Brief
Find and copy each line of the records where the string "query" shows up.

START Data for analysis

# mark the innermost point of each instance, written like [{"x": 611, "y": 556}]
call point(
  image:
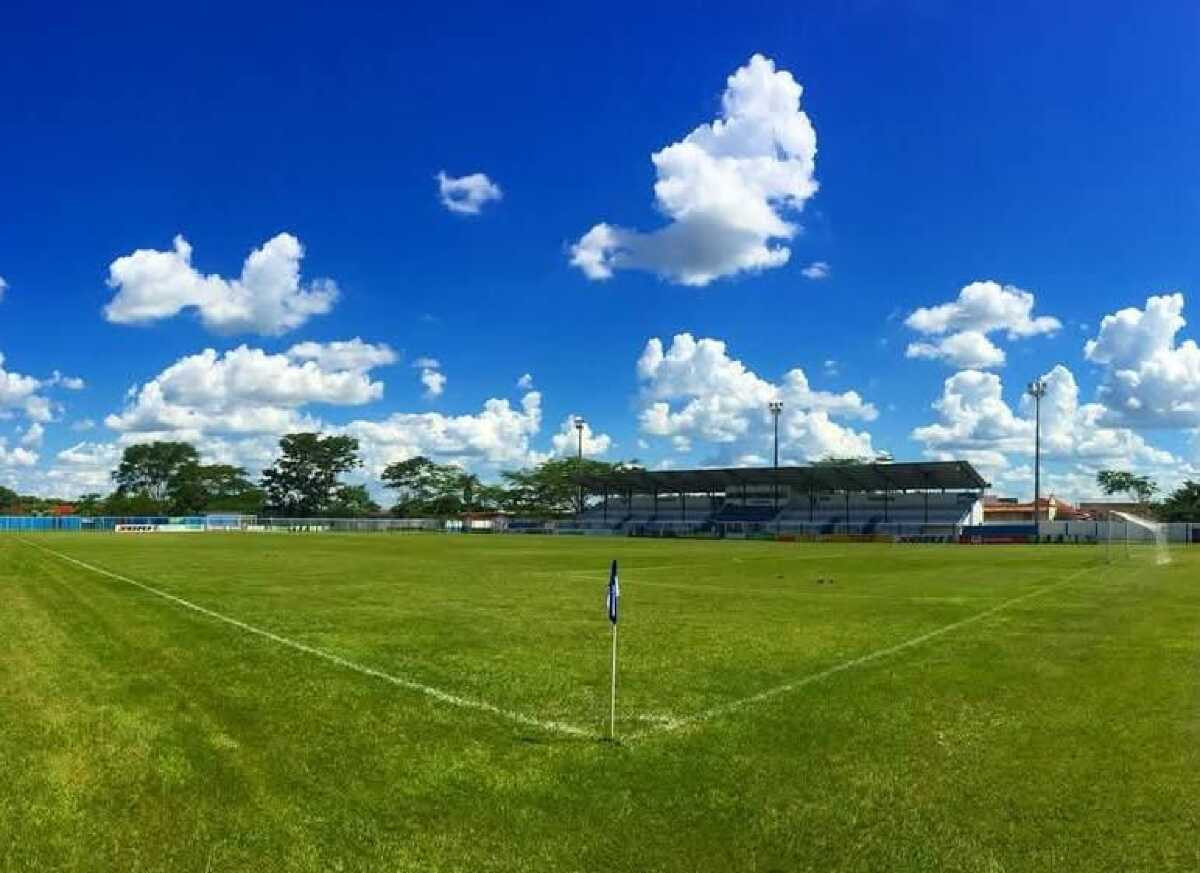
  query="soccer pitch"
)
[{"x": 421, "y": 702}]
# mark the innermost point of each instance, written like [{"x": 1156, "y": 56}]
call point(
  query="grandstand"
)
[{"x": 907, "y": 499}]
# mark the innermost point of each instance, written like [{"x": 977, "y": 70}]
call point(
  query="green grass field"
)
[{"x": 934, "y": 708}]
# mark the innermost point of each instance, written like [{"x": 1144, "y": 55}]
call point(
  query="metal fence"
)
[{"x": 1047, "y": 531}]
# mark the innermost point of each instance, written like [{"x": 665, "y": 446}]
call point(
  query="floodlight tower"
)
[
  {"x": 1037, "y": 391},
  {"x": 775, "y": 408},
  {"x": 579, "y": 458}
]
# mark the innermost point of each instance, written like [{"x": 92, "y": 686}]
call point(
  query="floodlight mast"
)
[
  {"x": 579, "y": 458},
  {"x": 1037, "y": 391},
  {"x": 775, "y": 408}
]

END Data for analysis

Answer area
  query="soccer pitch"
  query="grandstand"
  query="green grass field"
  query="metal fence"
  query="floodlight tower"
  query="floodlight mast"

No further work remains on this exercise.